▸ **WORK ORDER**: Every record must be copied exactly. Leave nothing out.

──────── EXTRACTED RECORDS ────────

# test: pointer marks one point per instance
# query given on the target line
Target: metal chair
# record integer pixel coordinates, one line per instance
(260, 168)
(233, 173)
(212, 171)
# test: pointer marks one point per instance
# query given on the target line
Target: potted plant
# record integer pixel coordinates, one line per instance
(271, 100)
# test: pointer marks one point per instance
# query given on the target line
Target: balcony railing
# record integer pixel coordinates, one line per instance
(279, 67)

────────

▸ **TASK OUTPUT**:
# test: pointer marks one point per instance
# query given on the target line
Target: metal chair
# record integer pixel coordinates, one line per instance
(260, 168)
(233, 173)
(212, 171)
# test: pointer marks one point per instance
# query given on the target line
Target: potted plant
# record integer pixel coordinates, one line per instance
(271, 100)
# test: pointer marks one point per instance
# query given on the target line
Target: balcony railing
# record integer pixel coordinates, one line per instance
(279, 67)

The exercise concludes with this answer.